▸ **TEXTE À LIRE**:
================
Commençons par le commencement :
Il a été théorisé dans le magistral livre blanc Bitcoin: A Peer-to-Peer Electronic Cash System (version française) rédigé par Satoshi Nakamoto et il s’est concrétisé le 3 janvier 2009 lorsque le protocole Bitcoin a généré son premier bloc. Sans entrer dans les détails techniques du Consensus Nakamoto, je le résumerais par : il s’agit d’un assemblage extrêmement astucieux de règles cryptographiques et d’incitations contraintes par les théories du jeu, qui résout toutes les difficultés pour créer un système informatique d’échange de valeur basé sur cinq piliers : Ouvert, Public, Sans frontières, Neutre et Résistant à la censure. C’est un véritable tour de force technique, réellement extraordinaire.
Utiliser le protocole Bitcoin nécessite d’accepter ses règles dictées par son code et ce dernier ne peut évoluer qu’avec l’adhésion de tous les participants du réseau. Plus les participants sont nombreux, plus il est difficile de toucher aux règles du protocole. Mais il n’y a aucune barrière à l’entrée pour participer : il suffit d’installer un programme sur son ordinateur ou une app sur son téléphone.
================
▸ **CONSIGNE 1**:
Relevez chaque ligne des entrées qui contient la chaîne « beak », en tenant compte de la casse.
Le texte et les entrées proviennent de sources sans rapport entre elles.

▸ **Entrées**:
================
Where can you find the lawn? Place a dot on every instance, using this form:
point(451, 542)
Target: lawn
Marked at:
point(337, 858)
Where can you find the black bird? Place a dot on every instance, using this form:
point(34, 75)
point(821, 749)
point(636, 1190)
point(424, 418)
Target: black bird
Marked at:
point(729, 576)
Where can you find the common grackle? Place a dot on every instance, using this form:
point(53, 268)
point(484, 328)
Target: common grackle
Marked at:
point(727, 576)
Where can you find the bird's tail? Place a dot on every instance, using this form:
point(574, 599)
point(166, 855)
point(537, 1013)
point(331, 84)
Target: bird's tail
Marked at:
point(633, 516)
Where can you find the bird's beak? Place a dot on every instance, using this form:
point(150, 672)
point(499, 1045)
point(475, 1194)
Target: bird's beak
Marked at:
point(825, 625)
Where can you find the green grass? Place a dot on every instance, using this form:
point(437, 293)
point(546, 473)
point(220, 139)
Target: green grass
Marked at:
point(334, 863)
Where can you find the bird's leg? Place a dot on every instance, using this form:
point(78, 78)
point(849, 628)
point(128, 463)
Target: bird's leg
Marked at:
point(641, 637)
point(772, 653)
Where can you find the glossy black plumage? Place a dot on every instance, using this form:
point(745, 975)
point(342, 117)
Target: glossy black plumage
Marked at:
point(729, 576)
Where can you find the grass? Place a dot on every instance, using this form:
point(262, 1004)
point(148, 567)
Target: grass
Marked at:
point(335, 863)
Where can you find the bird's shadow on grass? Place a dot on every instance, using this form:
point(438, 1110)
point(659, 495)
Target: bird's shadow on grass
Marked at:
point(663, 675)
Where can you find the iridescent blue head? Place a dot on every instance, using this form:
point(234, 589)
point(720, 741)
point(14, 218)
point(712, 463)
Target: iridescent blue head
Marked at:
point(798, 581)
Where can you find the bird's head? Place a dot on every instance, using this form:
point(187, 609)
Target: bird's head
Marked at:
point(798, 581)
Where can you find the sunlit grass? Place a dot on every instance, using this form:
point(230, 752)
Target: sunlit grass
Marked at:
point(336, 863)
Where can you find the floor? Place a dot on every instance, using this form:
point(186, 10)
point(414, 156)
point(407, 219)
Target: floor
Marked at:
================
▸ **CONSIGNE 2**:
D'après le texte sur Bitcoin, répondez aux questions suivantes :
(a) À quelle date le protocole Bitcoin a-t-il généré son premier bloc ?
(b) Quels sont les cinq piliers du système d'échange de valeur ?
(c) Que suffit-il de faire pour participer ?

▸ **RÉPONSE ATTENDUE 1**:
Where can you find the bird's beak? Place a dot on every instance, using this form:
Target: bird's beak

▸ **RÉPONSE ATTENDUE 2**:
(a) Le 3 janvier 2009.
(b) Ouvert, Public, Sans frontières, Neutre et Résistant à la censure.
(c) Installer un programme sur son ordinateur ou une app sur son téléphone.